EXERCISE: Count the lines in the records below that contain the string "gray", with case counting, and give only the number.

Items from a labeling collection
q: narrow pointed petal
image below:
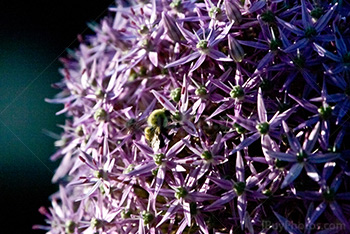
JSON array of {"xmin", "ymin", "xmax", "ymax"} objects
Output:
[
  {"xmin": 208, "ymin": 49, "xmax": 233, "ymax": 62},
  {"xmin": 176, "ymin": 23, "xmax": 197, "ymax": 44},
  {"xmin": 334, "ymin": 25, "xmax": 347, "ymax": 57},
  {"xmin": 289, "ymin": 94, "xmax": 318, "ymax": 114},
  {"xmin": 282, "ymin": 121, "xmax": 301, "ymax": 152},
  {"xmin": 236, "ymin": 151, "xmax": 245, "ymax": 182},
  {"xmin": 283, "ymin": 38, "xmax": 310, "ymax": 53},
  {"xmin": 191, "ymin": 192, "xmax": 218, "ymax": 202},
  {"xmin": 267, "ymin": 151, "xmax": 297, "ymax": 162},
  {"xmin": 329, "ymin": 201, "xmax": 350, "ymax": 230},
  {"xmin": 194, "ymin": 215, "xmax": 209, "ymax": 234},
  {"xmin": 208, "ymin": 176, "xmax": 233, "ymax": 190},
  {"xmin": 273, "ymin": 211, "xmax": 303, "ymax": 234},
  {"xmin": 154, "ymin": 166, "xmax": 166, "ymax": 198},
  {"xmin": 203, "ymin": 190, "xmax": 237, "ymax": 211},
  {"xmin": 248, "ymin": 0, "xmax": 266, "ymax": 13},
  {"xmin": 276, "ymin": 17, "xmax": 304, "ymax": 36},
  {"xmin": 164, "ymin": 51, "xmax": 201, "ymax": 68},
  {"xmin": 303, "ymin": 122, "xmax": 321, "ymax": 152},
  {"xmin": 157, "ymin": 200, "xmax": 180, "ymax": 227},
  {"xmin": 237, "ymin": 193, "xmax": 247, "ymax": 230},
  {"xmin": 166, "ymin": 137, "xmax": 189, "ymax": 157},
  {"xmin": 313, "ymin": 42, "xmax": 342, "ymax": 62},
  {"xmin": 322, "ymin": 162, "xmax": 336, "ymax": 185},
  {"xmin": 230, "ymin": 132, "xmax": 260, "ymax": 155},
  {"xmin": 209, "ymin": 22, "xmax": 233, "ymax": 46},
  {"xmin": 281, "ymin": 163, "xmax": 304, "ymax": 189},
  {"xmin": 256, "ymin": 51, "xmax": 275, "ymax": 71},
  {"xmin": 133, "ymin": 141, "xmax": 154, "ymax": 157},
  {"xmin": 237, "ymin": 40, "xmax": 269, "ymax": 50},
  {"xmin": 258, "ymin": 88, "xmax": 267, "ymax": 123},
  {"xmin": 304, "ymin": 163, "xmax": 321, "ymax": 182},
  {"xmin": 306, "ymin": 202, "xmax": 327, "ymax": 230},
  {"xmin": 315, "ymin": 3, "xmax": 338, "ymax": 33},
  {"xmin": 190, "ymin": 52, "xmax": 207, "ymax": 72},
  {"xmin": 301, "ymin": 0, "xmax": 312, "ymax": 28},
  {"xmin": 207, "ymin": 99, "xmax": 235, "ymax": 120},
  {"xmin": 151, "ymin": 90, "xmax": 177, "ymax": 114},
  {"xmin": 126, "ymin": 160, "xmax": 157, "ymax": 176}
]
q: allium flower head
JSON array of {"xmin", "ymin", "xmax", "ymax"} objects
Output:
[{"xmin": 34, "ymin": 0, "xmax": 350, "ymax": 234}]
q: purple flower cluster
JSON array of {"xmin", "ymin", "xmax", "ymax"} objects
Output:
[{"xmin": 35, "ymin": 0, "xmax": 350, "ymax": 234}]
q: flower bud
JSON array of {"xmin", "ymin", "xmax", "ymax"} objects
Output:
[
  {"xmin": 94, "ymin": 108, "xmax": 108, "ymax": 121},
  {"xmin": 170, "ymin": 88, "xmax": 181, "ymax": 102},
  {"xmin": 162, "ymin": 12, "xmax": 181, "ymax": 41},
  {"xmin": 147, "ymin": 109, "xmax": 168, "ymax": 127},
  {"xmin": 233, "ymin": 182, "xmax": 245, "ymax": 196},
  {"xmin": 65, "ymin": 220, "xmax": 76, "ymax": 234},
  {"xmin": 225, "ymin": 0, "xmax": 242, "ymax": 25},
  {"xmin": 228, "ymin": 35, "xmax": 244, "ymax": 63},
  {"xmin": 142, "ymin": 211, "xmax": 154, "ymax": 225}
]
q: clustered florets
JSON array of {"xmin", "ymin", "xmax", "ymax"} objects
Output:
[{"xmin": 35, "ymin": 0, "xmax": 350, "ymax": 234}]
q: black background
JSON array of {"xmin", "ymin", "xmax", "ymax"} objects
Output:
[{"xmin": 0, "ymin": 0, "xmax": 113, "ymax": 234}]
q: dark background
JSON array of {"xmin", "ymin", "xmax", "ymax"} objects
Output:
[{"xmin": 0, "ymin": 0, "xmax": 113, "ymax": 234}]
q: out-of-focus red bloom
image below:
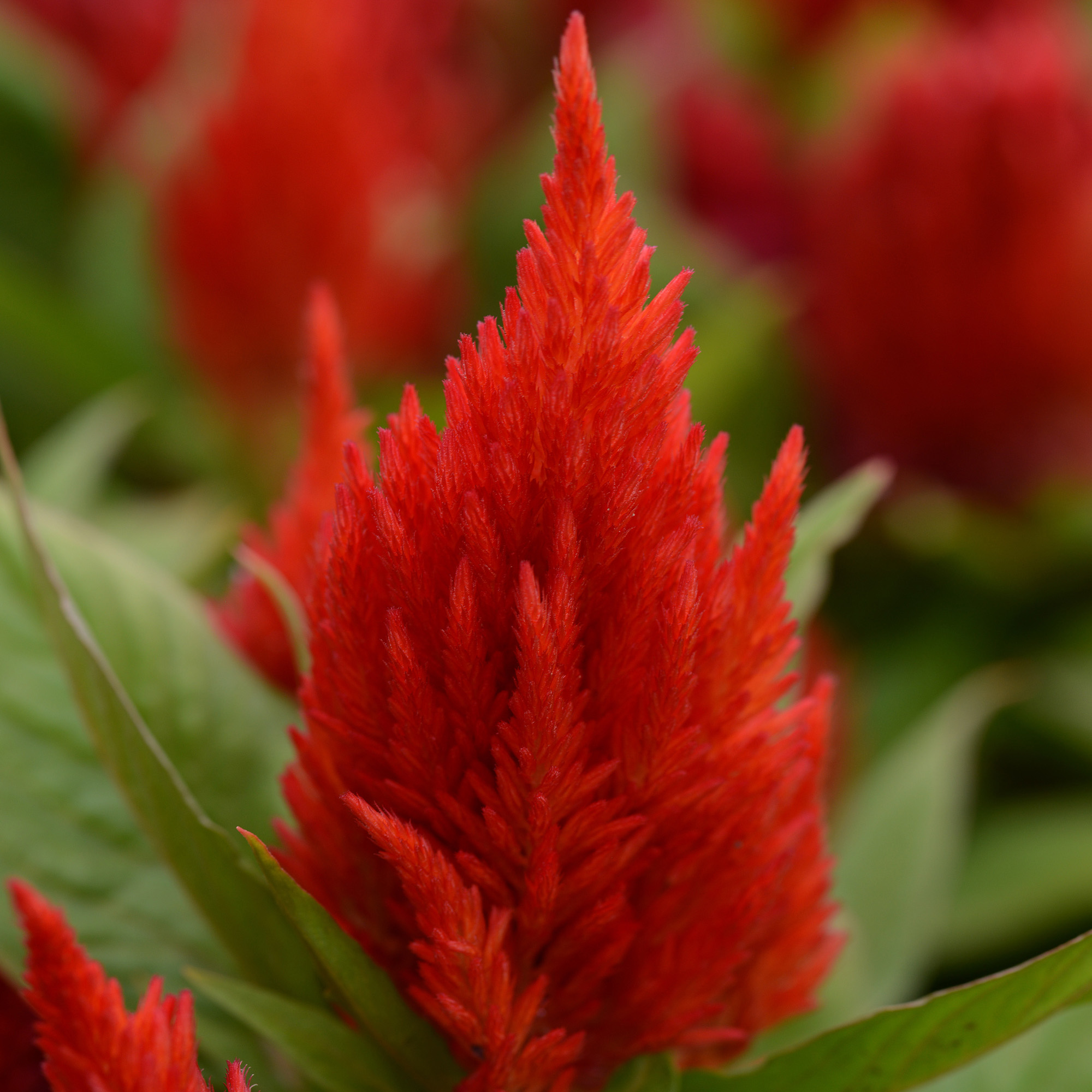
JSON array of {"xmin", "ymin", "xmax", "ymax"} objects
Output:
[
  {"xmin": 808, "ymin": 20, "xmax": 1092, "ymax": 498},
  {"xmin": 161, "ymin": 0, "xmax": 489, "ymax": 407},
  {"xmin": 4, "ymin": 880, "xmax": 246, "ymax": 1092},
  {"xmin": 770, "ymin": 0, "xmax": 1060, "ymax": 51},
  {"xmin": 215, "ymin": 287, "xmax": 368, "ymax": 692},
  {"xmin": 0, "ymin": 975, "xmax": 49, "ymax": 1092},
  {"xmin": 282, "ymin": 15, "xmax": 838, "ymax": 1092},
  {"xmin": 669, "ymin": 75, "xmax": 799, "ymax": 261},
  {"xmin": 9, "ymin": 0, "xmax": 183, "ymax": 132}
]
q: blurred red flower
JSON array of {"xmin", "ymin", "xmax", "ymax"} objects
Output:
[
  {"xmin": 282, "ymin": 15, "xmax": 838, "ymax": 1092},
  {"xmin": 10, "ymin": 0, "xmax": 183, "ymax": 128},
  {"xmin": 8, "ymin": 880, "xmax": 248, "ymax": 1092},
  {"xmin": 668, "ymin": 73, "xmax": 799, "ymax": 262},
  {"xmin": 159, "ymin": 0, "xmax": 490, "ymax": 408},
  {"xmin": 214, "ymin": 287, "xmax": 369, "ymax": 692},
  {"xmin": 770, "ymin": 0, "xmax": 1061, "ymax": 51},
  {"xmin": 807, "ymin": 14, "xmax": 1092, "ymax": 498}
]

--

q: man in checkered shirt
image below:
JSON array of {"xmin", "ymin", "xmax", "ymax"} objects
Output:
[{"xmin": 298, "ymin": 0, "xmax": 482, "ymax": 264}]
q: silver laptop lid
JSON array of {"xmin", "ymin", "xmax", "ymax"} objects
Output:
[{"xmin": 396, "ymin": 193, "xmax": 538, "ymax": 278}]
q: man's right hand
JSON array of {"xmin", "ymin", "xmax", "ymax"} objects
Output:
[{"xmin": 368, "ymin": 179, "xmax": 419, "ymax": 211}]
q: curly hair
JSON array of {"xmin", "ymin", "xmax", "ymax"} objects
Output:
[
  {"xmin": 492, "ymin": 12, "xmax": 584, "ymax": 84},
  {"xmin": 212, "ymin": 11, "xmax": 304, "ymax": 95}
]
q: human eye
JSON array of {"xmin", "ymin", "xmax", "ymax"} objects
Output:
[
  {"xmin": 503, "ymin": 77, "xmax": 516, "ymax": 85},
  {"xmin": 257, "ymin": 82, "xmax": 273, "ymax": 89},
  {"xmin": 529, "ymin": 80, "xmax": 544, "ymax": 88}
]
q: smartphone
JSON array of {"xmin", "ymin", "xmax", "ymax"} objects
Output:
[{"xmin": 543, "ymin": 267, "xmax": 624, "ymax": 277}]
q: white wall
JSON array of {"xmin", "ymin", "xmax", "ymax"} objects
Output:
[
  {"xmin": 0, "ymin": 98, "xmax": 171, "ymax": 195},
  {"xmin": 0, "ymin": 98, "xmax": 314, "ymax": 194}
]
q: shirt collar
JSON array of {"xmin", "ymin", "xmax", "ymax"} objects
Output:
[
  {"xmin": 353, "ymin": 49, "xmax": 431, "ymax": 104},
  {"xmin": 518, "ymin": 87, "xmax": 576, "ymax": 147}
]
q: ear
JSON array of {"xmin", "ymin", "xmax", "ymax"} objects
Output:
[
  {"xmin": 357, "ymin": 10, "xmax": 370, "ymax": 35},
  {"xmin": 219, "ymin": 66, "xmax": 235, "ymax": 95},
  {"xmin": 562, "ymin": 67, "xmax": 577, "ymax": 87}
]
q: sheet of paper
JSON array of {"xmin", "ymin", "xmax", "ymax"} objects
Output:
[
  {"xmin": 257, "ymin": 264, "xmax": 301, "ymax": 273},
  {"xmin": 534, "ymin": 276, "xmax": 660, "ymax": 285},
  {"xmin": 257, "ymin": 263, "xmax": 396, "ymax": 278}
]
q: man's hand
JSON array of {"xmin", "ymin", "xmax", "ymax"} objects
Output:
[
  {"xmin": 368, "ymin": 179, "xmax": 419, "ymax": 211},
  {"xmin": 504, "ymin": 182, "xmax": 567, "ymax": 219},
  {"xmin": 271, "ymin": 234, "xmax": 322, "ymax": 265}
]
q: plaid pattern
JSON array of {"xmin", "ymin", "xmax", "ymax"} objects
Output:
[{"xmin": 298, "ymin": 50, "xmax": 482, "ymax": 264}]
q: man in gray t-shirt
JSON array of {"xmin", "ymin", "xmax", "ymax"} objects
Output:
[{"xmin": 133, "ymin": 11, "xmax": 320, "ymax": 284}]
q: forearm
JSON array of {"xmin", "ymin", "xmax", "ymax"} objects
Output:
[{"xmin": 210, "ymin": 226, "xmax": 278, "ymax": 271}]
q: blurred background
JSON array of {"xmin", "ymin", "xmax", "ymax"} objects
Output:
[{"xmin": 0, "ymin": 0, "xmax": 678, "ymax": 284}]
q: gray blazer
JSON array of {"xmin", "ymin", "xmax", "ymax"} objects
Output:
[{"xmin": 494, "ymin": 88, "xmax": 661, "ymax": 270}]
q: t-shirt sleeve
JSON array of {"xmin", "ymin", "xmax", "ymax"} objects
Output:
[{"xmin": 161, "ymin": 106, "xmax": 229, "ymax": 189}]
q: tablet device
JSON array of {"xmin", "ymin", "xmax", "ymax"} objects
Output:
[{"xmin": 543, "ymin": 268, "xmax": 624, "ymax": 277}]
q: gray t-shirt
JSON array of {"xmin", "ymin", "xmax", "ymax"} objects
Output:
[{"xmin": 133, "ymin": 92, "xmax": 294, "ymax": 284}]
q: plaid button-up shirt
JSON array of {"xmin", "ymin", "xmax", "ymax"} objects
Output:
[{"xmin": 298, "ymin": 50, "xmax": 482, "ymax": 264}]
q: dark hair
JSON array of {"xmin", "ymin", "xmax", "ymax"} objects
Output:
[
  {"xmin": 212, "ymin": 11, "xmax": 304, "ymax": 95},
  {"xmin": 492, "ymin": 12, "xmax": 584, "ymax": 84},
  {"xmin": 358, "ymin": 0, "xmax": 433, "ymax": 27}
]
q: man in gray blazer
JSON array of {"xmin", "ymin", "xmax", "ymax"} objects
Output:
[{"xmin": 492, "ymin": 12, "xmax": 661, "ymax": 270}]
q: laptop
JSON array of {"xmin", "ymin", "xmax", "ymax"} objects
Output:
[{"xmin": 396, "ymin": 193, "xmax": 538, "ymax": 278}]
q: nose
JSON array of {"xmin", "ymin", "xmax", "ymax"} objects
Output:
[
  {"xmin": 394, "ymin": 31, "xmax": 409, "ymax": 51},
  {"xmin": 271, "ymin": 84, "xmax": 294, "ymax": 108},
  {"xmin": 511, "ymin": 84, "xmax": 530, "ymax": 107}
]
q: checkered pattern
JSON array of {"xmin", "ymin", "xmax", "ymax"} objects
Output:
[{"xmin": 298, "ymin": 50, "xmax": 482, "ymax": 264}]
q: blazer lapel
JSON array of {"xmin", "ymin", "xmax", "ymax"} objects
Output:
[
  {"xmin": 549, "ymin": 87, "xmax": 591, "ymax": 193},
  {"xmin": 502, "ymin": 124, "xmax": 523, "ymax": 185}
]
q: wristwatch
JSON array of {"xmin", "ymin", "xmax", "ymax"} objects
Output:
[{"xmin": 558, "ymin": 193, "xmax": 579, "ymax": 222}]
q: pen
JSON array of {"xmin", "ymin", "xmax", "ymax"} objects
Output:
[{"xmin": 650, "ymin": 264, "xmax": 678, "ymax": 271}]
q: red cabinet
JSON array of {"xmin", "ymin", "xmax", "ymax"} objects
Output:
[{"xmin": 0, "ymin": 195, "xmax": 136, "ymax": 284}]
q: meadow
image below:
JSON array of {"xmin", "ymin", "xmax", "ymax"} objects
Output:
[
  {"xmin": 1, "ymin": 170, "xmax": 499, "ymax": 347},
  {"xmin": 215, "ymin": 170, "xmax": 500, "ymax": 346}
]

...

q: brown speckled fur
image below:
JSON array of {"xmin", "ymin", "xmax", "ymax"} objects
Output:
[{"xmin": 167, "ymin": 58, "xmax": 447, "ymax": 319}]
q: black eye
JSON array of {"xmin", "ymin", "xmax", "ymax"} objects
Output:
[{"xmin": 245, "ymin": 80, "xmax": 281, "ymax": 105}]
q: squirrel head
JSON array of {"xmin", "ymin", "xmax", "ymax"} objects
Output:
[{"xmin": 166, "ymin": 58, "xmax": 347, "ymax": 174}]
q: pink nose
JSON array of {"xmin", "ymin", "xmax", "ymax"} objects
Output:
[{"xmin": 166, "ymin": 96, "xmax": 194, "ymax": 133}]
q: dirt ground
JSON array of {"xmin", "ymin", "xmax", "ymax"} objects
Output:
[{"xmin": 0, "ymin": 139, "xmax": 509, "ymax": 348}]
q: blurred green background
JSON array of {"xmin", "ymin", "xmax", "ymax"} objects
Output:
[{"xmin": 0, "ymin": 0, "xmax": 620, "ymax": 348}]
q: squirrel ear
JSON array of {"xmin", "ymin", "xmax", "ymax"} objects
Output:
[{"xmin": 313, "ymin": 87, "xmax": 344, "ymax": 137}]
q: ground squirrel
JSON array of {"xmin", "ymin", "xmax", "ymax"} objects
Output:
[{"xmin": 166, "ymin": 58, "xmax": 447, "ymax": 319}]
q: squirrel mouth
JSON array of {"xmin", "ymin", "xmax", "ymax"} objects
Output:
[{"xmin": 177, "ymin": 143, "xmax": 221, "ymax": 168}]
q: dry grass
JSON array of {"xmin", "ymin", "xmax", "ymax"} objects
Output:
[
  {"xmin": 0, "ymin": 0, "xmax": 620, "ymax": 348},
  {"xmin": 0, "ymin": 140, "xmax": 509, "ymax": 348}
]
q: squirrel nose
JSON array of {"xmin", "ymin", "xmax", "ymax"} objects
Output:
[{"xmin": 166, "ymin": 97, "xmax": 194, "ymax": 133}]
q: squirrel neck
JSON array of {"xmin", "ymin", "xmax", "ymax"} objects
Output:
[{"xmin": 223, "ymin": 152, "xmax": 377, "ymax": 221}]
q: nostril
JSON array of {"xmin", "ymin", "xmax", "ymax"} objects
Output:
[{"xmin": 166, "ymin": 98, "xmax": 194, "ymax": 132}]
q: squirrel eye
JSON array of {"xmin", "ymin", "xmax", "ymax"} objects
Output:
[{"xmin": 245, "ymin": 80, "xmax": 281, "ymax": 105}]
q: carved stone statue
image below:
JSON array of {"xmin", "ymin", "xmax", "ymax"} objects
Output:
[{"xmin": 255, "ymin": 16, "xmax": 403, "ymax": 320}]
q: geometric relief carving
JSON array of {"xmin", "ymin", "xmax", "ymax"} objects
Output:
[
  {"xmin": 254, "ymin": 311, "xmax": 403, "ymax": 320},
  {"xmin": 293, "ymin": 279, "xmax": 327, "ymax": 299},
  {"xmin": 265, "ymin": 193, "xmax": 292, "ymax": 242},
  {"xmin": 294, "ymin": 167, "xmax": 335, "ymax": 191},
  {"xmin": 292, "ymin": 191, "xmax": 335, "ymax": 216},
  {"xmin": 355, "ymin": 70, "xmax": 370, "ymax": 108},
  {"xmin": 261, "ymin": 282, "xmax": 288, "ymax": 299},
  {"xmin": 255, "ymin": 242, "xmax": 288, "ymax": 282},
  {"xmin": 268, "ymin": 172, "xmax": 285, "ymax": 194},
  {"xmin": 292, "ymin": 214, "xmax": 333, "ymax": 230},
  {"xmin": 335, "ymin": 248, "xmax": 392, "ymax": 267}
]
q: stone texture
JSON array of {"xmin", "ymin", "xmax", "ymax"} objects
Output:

RESPONSE TO THE EXERCISE: 4